== Selection ==
=-=-=-=-=
# My New setup....



## mooredmb32 (Oct 14, 2005)

Hi thought I would share with you all my new tank layout.... let me know what you all think... Thanks for looking. Can't wait to see how it will look in a few weeks. I will be sure to continue to add pics.

Chris


----------



## armedbiggiet (May 6, 2006)

mooredmb32 said:


> Hi thought I would share with you all my new tank layout.... let me know what you all think... Thanks for looking. Can't wait to see how it will look in a few weeks. I will be sure to continue to add pics.
> 
> Chris


not bad, and this is a very odd shape tank too.


----------



## Veloth (Jun 25, 2008)

Nice setup! How tall is the tank?


----------



## mooredmb32 (Oct 14, 2005)

Its a 30g Oceanic cube, kinda odd shape but I love the look of a cube.


----------



## *Michael* (Jul 23, 2009)

really nice


----------



## mooredmb32 (Oct 14, 2005)

here is a better view of my entire setup.... I have a Current outer Orbit... put some daylight bulbs in. looks great. love this light.


----------



## Veloth (Jun 25, 2008)

You have done a great job with the tank.


----------



## mooredmb32 (Oct 14, 2005)

Well all is going well with the tank but I seem to be having a bit of an algae outbreak..... Everything is starting to become covered in blown algae. I am assuming this is diatoms. How the hell do I get rid of it.... I currently have 5 CRS and 2 Otto's... obviously not enough to keep it in control. Any tips would help. I should tell you that I have an automatic pressurized CO2 and use Phertz to dose.... still learning how to dose. Thanks or the help in advanced.


----------



## mooredmb32 (Oct 14, 2005)

OK guys here is a pic of the algae I am dealing with now.... I have a few varieties. What am I doing wrong? am I dosing too much too little??? I did pick up some mollies yesterday and they seem to be munching on some of this stuff. I am going to grab 4 more Otto's today... so I will have a total of 6. Thanks.

Chris


----------



## mooredmb32 (Oct 14, 2005)

Got some new shrimp and some of these little guys. Cool fish. The tanks seems to be maturing well. Algae pretty much went away over night. I was probably dosing too much Phos. Plants are really starting to grow well now. Thanks

Chris


----------



## mooredmb32 (Oct 14, 2005)

I forgot to mention that my water became a bit cloudy.... I think I had a bit of an green water outbreak.... not use to how bright the lights are. but it has gotten better every day. I think I have a better lighting schedule now. Anyways if you guys have any suggestions send them my way. I am still learning. Thanks again.

Chris


----------



## mooredmb32 (Oct 14, 2005)

So I think I am getting close to needing a trim.... Lots of growth in a week. On the stem plants do I just trim from the top and plants will continue to grow upwards or trim from the bottom and replant the bottom. Also my baby tears have gotten a bit out of control. Before I got my current light setup they were growing well but grew taller rather than wider. now sees like all new growth is horizontal rather than vertical. Will they carpet if I trim correctly?

Chris


----------



## mooredmb32 (Oct 14, 2005)
=-=-=-=-=
== Material provided ==
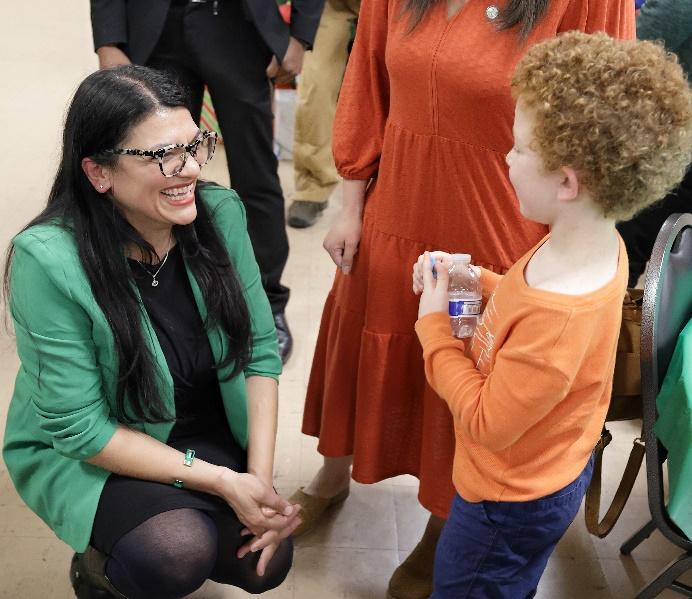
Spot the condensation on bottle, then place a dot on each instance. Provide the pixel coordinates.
(464, 296)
=-=-=-=-=
== Exercise goal ==
In the aquarium thread, what kind of tank does the first poster say they have?

== Full solution ==
A 30g Oceanic cube.